PROBLEM SET =>
1. In the news article below about the 2020 Charles Darwin Scholar, on what date will the Charles Darwin Oration be held at the Alice Springs campus?
2. From the news article below about the 2020 Charles Darwin Scholar, list each of Professor Haig's interests named in Professor Maddocks's quoted description.
*** EXTRACT PROVIDED Section Begins ***
Issue 1
Monday, 02 March 2020
Charles Darwin University
Charles Darwin Scholar Professor David Haig
Charles Darwin Scholar Professor David Haig

Harvard evolutionist named Charles Darwin Scholar

By Patrick Nelson

A Harvard University Professor of Biology is Charles Darwin University’s Charles Darwin Scholar for 2020.

Australian-born Professor David Haig, a specialist in evolutionary theory, will present public lectures in the Northern Territory as part of his appointment as the Charles Darwin Scholar.

Professor Haig will arrive in the Northern Territory on 25 May for a three-week tenure supported by a Fulbright Specialist grant, during which he will deliver Charles Darwin orations in Darwin and Alice Springs.

Charles Darwin University Vice-Chancellor Professor Simon Maddocks made the announcement on 12 February as the university celebrated the 211th anniversary of the birth of namesake and naturalist Charles Darwin.

“I am delighted that Professor Haig has accepted our invitation to be the Charles Darwin Scholar and look forward to hearing his insights into the legacy of our extraordinary namesake,” Professor Maddocks said.

“Professor Haig has wide-ranging interests from the evolution of plant life cycles to maternal-foetal conflict in human pregnancy and specifically genetic conflicts within organisms as exemplified by genomic imprinting.”

The Charles Darwin Oration will be held at Casuarina campus on 28 May and at Alice Springs campus on 10 June.

Professor Haig, who was born and educated in Australia, has been at Harvard for more than 25 years where he is the George Putnam Professor of Biology in the Department of Organismic and Evolutionary Biology.

His most recent book, “From Darwin to Derrida: Selfish Genes, Social Selves, and the Meanings of Life”, explores how the meaningless process of natural selection produces purposeful beings who find meaning in the world.

The Charles Darwin Scholar Program is a biennial initiative established in 2013 to amplify CDU’s links to the work and legacy of Charles Darwin.
*** EXTRACT PROVIDED Section Ends ***
*** RAW DATA Section Begins ***
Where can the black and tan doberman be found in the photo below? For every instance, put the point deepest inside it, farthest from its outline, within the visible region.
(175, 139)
*** RAW DATA Section Ends ***
*** RAW DATA Section Begins ***
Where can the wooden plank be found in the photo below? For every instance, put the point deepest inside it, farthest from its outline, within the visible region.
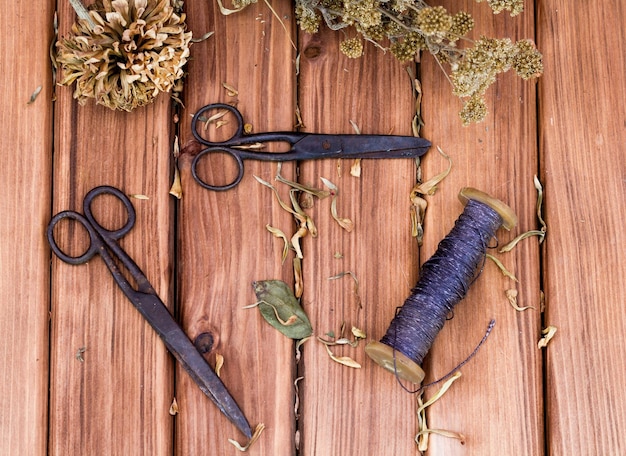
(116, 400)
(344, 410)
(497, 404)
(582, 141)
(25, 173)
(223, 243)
*** RAW DATA Section Ends ***
*** RAW DATA Section Begins ***
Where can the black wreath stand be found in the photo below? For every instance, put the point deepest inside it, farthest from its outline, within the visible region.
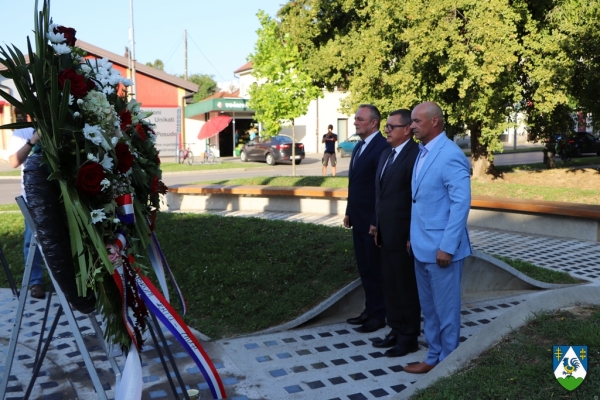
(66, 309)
*** RAW DATA Section Ends ***
SOLUTIONS BY TASK =>
1. 10 June

2.
- The evolution of plant life cycles
- Maternal-foetal conflict in human pregnancy
- Genetic conflicts within organisms as exemplified by genomic imprinting